[Data extracts]
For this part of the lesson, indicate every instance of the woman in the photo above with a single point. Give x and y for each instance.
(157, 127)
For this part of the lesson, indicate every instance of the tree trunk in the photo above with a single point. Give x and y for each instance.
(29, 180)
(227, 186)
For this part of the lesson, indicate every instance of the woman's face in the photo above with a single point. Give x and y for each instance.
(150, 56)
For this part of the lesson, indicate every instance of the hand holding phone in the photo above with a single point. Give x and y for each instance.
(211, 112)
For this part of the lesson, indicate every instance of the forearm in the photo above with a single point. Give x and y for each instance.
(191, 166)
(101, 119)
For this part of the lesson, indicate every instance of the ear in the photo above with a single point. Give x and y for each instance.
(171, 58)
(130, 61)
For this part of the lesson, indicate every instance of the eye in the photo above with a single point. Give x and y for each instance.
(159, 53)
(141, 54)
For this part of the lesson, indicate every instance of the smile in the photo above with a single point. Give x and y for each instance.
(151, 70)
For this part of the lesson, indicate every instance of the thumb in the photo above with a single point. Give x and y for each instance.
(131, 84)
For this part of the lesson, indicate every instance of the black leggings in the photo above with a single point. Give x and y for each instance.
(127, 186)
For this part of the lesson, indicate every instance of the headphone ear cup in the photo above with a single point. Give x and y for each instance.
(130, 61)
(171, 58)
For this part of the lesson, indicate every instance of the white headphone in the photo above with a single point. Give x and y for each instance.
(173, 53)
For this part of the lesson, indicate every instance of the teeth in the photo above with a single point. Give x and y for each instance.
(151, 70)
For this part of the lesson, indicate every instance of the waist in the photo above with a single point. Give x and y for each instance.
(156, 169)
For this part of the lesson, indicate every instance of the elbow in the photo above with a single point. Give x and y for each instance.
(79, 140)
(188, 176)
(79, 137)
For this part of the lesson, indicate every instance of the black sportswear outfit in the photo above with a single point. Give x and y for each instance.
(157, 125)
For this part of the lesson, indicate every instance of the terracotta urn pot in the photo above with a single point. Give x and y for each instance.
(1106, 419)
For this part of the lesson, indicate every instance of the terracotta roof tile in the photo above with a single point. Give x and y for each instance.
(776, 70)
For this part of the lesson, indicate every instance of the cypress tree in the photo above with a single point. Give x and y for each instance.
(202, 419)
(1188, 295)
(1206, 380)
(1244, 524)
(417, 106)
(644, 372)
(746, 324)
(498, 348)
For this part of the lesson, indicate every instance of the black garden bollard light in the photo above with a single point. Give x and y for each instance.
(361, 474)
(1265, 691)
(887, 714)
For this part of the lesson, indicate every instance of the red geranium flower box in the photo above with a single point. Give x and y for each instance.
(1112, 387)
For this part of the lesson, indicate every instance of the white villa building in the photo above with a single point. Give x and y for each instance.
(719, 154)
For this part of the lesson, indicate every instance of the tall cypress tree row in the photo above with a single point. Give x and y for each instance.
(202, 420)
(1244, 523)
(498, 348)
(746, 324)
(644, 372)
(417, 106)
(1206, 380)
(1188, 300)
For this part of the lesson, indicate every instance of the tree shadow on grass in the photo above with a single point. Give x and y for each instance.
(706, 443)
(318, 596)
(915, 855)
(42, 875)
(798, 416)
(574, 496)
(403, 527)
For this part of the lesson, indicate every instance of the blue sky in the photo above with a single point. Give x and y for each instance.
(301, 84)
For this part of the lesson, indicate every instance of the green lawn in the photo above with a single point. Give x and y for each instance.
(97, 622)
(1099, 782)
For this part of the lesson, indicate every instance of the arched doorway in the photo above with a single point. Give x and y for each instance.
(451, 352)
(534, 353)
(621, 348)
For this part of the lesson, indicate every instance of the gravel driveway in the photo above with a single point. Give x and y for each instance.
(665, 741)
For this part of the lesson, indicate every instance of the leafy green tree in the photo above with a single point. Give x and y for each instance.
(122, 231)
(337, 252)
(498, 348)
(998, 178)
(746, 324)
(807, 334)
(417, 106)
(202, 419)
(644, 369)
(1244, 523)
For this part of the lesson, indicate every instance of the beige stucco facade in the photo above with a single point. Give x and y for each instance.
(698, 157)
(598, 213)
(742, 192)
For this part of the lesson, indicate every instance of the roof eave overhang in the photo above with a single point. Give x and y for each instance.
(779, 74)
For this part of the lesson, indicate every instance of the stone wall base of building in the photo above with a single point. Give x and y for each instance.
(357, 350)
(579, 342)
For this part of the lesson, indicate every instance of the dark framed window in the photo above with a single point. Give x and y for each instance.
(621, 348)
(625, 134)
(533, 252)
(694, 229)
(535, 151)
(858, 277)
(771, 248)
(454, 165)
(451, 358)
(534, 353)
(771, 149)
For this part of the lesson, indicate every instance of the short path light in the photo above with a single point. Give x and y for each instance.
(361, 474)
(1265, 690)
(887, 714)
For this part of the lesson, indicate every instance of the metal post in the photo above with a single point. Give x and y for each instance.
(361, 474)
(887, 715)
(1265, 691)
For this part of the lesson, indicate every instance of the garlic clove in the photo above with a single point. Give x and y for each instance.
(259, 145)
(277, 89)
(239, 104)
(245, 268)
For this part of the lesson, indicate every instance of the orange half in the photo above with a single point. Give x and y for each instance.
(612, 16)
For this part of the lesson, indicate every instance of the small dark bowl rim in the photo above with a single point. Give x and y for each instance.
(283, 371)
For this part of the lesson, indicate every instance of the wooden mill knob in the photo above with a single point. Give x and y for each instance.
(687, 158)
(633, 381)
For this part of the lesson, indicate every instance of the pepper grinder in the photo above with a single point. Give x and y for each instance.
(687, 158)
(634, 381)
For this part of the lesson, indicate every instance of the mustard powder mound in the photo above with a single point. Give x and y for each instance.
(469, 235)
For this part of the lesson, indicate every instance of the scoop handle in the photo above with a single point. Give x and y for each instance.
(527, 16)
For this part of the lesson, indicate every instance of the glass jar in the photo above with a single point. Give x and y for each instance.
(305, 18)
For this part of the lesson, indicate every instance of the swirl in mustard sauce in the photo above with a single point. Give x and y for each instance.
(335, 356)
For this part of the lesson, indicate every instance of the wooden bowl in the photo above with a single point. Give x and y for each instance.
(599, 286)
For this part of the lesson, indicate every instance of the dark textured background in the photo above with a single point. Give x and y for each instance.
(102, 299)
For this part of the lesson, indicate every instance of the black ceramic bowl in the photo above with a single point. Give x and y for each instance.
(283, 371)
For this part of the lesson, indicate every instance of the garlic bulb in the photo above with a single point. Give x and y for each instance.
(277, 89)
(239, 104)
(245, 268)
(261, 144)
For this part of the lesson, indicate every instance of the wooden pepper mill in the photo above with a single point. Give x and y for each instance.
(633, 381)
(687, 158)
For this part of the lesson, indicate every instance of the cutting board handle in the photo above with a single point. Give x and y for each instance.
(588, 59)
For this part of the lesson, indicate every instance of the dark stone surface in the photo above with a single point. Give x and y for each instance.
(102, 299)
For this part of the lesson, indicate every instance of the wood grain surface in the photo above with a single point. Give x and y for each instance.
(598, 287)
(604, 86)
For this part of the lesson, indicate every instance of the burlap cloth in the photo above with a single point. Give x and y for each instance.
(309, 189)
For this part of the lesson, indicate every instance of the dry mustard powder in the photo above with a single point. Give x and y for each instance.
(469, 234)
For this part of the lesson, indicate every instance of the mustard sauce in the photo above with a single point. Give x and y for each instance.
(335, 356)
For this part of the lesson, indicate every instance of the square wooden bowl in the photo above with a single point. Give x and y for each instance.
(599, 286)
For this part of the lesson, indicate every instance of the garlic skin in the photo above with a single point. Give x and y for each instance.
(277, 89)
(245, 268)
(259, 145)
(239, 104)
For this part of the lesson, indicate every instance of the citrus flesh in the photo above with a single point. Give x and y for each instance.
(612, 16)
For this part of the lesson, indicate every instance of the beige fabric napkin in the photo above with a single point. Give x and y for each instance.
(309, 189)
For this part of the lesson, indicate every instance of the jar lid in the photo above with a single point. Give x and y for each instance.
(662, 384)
[/Data extracts]
### What to produce:
Would you transcribe, unchanged, every line of the material from the one containing "of the burlap" to the very end, including both, and nothing else?

### Result for this task:
For this part of the lesson, indicate every instance of the burlap cloth in the photo above with a single point. Give x and y for each instance.
(309, 189)
For this part of the lesson, indicate every instance of the dry mustard powder in the photo above with a single point. Give x and y for each instance.
(469, 234)
For this part of the lesson, indicate every instance of the mustard sauce in the photo above with a single point. Give x and y for each instance.
(335, 356)
For this part of the lesson, indicate every instance of the square wooden bowl in the photo above with a single point. Give x and y for each instance.
(599, 286)
For this part of the lesson, indicate every instance of the garlic skin in the photo above with a single point. Give x and y for each instance.
(277, 89)
(245, 268)
(259, 145)
(239, 104)
For this part of the lesson, indicate every instance of the citrus flesh in the photo above with a single point. Give x and y for each instance.
(612, 16)
For this part of the lesson, indicate every instance of the beige fabric napkin in the photo above with a single point. Give x and y for each instance.
(309, 189)
For this part of the lesson, indicate every instance of the jar lid in the photo above with a single point. Give x and y for each instance.
(662, 384)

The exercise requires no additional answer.